Task item —
Each line of the records below that holds "banner" should be copied out.

(Beginning of Dataset entries)

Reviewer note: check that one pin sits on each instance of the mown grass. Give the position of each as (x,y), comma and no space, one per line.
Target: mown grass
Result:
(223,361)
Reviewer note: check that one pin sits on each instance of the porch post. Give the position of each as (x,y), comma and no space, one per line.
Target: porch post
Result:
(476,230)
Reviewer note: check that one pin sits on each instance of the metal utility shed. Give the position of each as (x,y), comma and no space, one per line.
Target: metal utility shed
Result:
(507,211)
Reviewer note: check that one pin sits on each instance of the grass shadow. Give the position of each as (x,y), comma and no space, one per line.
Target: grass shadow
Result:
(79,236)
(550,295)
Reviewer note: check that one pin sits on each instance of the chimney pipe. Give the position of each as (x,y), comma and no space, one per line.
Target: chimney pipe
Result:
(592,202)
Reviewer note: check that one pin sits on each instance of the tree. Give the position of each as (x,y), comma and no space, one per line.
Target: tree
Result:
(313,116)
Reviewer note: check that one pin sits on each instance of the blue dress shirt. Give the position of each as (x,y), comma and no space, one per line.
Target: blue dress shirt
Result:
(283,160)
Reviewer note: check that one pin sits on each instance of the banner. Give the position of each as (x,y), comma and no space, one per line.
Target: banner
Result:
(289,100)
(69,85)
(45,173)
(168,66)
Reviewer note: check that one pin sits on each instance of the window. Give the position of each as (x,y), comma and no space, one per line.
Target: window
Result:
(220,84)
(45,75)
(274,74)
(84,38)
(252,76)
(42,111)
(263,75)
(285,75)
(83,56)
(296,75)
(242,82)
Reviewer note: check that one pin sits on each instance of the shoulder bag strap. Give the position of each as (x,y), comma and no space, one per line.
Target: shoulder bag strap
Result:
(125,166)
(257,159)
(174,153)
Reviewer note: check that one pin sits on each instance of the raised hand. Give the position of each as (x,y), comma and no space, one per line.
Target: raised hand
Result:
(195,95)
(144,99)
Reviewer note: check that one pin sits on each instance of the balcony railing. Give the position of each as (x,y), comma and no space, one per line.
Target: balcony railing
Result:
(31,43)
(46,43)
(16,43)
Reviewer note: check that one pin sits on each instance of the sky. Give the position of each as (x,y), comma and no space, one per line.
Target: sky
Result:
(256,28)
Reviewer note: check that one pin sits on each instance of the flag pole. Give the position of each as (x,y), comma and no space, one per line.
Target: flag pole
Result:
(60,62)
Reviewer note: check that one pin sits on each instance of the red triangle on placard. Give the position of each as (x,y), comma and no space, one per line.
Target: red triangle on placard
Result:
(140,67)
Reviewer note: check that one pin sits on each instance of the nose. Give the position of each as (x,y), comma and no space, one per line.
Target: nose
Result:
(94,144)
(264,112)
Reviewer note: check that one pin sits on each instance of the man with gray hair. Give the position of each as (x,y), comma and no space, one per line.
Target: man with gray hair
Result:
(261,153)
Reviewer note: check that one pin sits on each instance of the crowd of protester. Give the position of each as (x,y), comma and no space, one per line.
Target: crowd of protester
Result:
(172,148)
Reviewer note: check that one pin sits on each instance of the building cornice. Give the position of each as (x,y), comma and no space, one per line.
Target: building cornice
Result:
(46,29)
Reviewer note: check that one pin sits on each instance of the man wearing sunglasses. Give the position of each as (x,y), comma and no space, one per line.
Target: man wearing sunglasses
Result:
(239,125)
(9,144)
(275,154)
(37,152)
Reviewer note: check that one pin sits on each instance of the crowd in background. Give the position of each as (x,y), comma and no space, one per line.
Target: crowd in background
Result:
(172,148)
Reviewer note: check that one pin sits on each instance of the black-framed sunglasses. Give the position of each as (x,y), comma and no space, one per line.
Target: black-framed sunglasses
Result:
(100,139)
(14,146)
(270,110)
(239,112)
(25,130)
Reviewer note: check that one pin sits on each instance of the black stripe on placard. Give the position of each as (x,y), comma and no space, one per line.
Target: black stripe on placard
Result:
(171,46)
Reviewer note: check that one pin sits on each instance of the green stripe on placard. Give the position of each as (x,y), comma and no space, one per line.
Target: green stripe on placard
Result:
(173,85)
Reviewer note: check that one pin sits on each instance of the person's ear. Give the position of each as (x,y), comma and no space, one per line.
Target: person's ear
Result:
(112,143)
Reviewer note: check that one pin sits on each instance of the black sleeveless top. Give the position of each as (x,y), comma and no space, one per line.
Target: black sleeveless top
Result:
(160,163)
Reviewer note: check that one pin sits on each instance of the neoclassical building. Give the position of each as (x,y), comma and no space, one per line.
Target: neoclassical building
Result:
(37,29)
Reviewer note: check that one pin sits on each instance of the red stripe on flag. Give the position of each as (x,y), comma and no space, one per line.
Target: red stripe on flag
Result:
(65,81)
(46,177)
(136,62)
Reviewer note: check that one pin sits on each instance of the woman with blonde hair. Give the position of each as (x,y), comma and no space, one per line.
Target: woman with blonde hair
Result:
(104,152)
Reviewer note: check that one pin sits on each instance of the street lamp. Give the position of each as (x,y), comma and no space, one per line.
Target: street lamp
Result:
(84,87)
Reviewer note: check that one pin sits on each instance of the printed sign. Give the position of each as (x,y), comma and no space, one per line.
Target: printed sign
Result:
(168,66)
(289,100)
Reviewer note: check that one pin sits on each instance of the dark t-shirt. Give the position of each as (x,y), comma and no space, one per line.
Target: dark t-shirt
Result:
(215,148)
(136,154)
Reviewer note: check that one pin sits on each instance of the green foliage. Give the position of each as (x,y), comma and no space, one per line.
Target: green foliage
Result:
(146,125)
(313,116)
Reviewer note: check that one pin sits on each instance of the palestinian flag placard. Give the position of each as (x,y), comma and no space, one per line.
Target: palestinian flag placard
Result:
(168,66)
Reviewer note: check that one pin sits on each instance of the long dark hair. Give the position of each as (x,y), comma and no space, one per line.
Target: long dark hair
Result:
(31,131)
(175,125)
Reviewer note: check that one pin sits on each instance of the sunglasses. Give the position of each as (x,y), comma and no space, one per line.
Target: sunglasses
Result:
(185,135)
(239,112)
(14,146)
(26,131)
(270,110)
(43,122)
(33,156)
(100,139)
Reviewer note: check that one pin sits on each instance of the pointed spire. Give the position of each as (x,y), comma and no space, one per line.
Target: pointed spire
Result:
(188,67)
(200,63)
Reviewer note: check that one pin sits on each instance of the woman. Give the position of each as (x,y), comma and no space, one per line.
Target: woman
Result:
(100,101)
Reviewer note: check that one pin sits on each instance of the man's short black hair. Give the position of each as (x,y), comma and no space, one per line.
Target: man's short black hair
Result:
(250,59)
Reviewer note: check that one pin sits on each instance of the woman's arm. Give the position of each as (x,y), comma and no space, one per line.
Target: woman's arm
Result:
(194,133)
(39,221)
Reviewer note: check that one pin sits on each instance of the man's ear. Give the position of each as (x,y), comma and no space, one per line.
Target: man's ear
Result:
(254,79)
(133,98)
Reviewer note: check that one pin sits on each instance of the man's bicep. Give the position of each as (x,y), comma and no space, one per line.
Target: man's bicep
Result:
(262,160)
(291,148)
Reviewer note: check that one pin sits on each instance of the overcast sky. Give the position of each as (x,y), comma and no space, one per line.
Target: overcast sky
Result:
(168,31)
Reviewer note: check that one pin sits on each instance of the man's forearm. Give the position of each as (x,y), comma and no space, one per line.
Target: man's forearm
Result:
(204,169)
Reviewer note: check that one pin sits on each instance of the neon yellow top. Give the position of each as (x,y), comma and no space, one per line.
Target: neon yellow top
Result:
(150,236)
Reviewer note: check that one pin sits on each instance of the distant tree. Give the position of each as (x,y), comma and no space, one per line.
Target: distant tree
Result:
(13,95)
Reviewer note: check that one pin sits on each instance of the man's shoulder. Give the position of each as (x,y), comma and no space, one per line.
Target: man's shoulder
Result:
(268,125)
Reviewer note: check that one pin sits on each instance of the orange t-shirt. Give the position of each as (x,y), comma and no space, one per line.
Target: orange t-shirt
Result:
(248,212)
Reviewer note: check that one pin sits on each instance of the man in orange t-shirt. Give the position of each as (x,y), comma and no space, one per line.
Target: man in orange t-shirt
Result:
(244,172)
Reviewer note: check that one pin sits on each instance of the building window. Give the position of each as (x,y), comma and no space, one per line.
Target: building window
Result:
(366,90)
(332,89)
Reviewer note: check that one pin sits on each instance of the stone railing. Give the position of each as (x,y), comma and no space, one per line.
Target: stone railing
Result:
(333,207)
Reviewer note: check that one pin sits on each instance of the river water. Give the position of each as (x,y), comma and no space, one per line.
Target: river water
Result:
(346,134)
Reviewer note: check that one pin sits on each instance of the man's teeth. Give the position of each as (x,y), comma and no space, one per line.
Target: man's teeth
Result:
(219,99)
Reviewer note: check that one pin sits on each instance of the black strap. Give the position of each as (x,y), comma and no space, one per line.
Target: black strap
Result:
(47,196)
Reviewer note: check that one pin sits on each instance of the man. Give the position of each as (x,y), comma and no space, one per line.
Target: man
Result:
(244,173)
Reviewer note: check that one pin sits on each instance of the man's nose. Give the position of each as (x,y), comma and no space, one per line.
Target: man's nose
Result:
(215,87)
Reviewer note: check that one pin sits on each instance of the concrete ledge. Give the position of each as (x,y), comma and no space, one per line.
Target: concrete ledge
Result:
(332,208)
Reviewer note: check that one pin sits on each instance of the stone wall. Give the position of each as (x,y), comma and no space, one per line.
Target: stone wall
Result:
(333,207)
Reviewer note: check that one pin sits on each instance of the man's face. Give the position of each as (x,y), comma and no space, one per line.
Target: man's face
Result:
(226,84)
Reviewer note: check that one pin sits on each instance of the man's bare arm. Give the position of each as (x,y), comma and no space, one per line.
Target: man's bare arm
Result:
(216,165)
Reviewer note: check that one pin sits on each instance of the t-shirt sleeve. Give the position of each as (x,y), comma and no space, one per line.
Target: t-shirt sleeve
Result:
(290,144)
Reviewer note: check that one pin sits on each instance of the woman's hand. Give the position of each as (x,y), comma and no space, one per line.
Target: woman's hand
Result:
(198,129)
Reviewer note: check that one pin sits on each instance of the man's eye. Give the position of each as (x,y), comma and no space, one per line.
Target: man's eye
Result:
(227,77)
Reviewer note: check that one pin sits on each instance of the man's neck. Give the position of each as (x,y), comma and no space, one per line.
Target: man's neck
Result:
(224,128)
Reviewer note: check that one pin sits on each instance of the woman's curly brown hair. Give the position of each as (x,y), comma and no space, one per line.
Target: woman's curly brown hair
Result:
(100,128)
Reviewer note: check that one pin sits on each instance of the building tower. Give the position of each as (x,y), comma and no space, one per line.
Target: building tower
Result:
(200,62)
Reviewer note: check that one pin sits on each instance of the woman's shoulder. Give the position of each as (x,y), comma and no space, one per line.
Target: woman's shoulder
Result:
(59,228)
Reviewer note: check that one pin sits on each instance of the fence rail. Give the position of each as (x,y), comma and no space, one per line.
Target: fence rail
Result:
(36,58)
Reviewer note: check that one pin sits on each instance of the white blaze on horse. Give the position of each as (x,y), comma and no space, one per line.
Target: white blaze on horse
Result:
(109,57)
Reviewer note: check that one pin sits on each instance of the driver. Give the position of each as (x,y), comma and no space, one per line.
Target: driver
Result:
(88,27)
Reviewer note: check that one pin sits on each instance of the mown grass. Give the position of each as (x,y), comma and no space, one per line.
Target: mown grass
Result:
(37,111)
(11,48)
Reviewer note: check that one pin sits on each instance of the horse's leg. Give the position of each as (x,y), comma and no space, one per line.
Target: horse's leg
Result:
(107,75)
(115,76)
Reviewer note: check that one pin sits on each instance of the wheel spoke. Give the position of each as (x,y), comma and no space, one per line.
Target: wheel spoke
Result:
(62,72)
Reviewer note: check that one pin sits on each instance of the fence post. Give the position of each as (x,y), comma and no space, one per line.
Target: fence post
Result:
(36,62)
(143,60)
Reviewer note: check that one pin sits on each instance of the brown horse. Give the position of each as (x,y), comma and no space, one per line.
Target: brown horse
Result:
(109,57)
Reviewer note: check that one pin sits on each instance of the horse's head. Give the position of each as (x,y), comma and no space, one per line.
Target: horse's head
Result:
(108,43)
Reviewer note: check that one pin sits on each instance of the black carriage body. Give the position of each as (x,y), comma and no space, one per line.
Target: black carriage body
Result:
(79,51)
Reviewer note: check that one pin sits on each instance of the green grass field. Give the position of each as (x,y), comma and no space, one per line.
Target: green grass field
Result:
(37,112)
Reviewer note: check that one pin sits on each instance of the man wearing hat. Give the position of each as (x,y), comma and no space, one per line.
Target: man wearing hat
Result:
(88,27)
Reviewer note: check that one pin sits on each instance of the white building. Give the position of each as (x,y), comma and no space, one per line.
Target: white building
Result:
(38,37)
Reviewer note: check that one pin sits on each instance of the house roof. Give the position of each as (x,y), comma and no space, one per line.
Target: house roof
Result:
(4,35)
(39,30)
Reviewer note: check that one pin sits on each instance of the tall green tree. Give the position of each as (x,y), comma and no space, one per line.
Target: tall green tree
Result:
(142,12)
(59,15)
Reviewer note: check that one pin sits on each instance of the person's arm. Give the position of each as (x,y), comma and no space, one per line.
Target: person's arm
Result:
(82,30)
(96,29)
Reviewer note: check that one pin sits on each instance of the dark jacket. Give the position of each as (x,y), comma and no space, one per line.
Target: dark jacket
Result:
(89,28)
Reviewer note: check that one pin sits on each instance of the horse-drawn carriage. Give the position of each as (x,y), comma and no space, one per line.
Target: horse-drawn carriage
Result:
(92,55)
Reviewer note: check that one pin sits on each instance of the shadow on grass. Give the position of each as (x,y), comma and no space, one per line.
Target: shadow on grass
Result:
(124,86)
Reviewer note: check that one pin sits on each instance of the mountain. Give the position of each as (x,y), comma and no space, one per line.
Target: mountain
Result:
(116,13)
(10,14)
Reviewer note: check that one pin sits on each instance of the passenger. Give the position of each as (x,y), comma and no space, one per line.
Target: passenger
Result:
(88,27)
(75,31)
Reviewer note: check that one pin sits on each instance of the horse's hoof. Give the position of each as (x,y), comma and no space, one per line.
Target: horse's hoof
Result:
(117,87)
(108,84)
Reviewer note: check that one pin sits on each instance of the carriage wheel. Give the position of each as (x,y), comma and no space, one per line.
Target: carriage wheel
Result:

(End of Dataset entries)

Output for this exercise —
Reviewer note: check that one pin sits on each instance of the banner. Give the position of each as (x,y), comma and no space, one per line.
Target: banner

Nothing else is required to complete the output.